What is expected:
Please extend the passage about Hinton's jazz photographs and touring stories, picking up right after its final sentence.

Selected text:
════════════════
The 186 photographs cover a great range of time and space. Here are the Calloway musicians in the 1930s standing by “For Colored Only” restaurants and “Motel For Colored” signs; here is Milton Dixon Hinton, the author’s father, whom he never met until he was 30; throughout are shots taken in recording studios, and festivals; with Pearl Bailey and Louie Bellson in the Middle East; an ecstatic Duke Ellington dancing with his sister at the White House; and such legends as Jimmy Blanton, Chu Berry, Ben Webster, Coleman Hawkins, Charles Mingus, Lester Young, and Hinton’s classic shot of the moribund Billie Holiday. Count Basie, Joe Venuti, a very young Doc Severinsen in 1955, Gene Krupa, Phil Woods and others of recent vintage came within the scope of Hinton’s cameras.
The most graphic story, recalling a one-night stand with Cab Calloway in Longview, Tex., ca. 1936, typifies the damned-if-you-do-damned-if-you-don’t situations that confronted blacks. A drunken white couple approached Calloway’s pianist. The woman offered him a drink; he politely refused. “You mean you ain’t gonna take a drink that’s offered you, boy?” Reluctantly accepting the drink, he is then confronted by the woman’s friend: “Nigger, you can’t be taking whiskey from my girl.”
Hinton, terrified as he looked on, sought an escape route. Cab Calloway was the object of attention, as one redneck shouted: “I’ll give $200 to hit the nigger.” (For a $200 fine, any white could attack a black with impunity.) The band rushed off the stage and hid in the cellar for hours before the tumult subsided.
The great irony, as Hinton points out, is that he can compare it with “things that happened in recent parties in Midland and Odessa, Tex.,--being wined and dined by town dignitaries, being made an honorary deputy sheriff, getting VIP treatment in one of the world’s best eye clinics.”
════════════════
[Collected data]
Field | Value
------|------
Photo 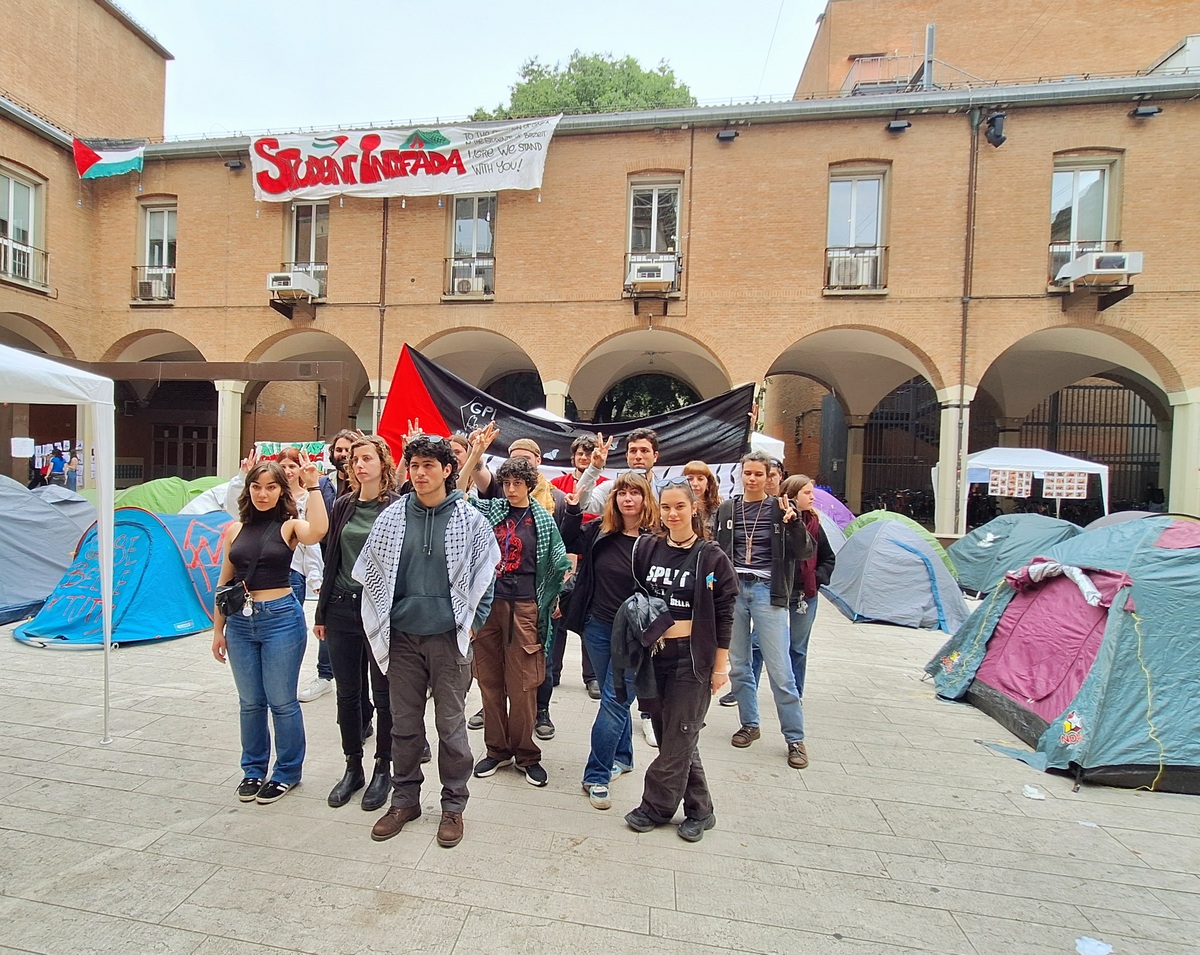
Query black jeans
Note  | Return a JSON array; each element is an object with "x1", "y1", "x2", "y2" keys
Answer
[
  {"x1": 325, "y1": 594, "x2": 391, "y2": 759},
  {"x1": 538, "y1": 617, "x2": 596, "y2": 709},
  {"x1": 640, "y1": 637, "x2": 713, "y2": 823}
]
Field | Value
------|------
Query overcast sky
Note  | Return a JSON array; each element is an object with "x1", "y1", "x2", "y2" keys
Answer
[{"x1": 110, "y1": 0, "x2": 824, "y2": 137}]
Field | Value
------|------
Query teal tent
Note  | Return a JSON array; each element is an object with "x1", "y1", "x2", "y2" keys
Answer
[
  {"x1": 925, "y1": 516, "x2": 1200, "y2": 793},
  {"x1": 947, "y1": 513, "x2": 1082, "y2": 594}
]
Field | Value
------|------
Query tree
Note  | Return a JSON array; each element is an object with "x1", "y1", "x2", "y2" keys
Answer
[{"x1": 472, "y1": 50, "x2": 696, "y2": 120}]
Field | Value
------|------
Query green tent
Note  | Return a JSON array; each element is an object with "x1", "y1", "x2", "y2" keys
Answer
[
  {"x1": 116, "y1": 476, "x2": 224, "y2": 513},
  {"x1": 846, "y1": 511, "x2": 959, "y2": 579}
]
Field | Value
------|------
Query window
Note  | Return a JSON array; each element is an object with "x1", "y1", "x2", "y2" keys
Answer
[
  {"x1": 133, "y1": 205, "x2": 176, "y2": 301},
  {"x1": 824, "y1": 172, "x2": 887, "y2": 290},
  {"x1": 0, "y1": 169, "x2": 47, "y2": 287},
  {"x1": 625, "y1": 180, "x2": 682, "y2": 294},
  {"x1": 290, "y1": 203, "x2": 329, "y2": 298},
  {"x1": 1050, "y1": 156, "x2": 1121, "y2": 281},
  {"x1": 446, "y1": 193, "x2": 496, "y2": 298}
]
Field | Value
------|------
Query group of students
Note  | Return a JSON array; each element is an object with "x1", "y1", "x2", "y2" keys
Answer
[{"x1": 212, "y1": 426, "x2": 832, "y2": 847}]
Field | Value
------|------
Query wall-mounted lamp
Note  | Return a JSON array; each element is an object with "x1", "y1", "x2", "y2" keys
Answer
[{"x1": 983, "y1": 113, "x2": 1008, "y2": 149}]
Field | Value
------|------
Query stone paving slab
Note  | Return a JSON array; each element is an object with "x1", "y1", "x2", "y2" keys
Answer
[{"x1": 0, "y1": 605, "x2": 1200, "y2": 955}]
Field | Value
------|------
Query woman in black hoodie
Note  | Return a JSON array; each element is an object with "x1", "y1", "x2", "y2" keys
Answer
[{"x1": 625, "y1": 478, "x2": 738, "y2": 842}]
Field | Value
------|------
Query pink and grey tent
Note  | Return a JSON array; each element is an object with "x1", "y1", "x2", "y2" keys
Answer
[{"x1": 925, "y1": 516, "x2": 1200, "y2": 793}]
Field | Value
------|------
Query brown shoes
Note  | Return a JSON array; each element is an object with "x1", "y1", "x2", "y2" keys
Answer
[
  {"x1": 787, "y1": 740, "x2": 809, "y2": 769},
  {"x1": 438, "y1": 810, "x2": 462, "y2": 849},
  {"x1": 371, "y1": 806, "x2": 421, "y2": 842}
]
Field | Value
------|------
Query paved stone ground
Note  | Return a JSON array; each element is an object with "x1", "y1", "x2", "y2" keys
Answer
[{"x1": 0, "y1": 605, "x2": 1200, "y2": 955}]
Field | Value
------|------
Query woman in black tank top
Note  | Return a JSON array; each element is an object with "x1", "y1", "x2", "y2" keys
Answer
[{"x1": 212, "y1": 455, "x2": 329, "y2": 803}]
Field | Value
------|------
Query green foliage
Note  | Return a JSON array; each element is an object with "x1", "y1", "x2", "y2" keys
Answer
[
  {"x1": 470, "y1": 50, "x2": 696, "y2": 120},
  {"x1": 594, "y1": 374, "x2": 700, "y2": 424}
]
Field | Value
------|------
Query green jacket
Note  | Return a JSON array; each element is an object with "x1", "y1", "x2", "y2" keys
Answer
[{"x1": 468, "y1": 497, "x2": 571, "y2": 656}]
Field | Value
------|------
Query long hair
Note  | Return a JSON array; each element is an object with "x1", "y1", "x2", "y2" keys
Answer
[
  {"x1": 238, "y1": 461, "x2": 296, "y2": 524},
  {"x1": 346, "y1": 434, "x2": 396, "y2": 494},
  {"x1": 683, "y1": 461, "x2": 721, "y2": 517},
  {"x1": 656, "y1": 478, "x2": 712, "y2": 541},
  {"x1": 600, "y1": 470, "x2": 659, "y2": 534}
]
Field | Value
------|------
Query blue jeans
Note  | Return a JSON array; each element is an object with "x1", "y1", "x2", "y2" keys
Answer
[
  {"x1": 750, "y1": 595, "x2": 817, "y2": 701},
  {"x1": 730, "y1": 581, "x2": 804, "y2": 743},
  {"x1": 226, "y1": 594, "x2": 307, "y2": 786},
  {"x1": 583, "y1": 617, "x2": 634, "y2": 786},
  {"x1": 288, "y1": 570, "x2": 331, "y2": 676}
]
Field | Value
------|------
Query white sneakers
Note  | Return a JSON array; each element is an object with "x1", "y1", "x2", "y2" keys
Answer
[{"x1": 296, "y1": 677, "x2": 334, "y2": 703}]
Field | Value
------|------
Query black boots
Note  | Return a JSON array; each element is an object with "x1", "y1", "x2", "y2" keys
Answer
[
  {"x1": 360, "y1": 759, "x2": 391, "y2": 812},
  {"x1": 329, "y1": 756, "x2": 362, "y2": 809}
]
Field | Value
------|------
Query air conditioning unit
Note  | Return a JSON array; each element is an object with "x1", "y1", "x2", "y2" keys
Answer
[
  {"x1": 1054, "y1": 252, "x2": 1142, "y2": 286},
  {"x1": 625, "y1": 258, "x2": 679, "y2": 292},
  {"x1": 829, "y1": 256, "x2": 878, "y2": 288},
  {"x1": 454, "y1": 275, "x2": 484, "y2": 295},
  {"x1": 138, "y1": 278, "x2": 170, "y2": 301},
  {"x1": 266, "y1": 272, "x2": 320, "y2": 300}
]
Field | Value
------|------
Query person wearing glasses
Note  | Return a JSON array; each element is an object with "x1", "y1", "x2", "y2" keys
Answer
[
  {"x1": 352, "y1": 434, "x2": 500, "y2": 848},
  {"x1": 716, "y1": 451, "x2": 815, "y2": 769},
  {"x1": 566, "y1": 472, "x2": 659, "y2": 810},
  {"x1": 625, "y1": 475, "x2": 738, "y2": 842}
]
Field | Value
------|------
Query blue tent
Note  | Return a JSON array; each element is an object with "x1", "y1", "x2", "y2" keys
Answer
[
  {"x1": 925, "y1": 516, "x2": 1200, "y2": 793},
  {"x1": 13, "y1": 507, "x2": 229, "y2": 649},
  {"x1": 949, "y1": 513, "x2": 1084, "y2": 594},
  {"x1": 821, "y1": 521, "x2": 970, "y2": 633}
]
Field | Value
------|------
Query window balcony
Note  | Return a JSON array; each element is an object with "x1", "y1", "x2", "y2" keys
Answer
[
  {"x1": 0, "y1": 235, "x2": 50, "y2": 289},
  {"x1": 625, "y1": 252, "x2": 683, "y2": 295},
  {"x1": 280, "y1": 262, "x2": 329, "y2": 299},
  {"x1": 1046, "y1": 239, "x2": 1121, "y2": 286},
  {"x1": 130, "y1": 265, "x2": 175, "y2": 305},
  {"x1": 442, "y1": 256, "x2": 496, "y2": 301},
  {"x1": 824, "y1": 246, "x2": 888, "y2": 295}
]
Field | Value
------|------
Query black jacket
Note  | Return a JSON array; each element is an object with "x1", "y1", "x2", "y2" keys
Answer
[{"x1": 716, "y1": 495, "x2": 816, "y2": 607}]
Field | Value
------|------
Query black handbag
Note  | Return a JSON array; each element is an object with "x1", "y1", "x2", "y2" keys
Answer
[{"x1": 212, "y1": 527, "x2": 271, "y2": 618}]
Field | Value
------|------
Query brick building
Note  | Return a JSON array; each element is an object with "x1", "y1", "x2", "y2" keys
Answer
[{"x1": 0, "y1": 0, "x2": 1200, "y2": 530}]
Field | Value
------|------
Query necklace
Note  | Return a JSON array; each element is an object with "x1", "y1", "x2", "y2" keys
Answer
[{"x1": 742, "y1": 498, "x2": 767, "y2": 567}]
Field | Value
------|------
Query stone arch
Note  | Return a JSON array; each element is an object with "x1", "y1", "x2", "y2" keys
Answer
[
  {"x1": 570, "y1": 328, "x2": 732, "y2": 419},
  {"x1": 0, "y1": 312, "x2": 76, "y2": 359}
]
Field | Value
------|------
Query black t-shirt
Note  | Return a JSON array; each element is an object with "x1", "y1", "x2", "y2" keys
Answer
════════════════
Written answer:
America has indeed changed, and the South along with it, but Milt Hinton is the same equable personality who has endeared himself to thousands while building a stable home life (a marriage of more than 40 years, a successful daughter on Wall Street, a granddaughter).
Handsomely mounted on 10 1/2x9-inch pages, “Bass Lines” is one of the most revealing works, textually and visually, of the many jazz chronicles to appear in recent years.
“JAZZ GIANTS: A Visual Retrospective Compiled by K. Abe” (Billboard Publications: $60, 280 pages).
The Tokyo-born Abe edited this collection, which includes his own photos along with others, some in color, by Ray Avery, William Claxton, William Gottlieb, Charles Stewart and others, even a few by Milt Hinton. Superb photography, but aside from a preface there is no text. This is a work to keep in mind at Christmas coffee-table time.
“MUSIC WAS NOT ENOUGH,” by Bob Wilber, assisted by Derek Webster. (Oxford University Press: $24.95, 216 pages).
A respected saxophonist and arranger who came to prominence as a protege of Sidney Bechet, Wilber tells an uneven story of self-discovery, It is easy to suspect certain major errors of omission: one wife, unnamed, is dismissed in a single paragraph (“I was tricked into marriage by an older and rather plain-looking woman”), and their daughter never rates a mention. Describing himself in a prologue as an “angry man” who at 50 decided to overcome his insecurities, Wilber is less successful at self-analysis than he is in assessing the characters of those he worked for, among them Benny Goodman, Bob Crosby and Lawrence Welk.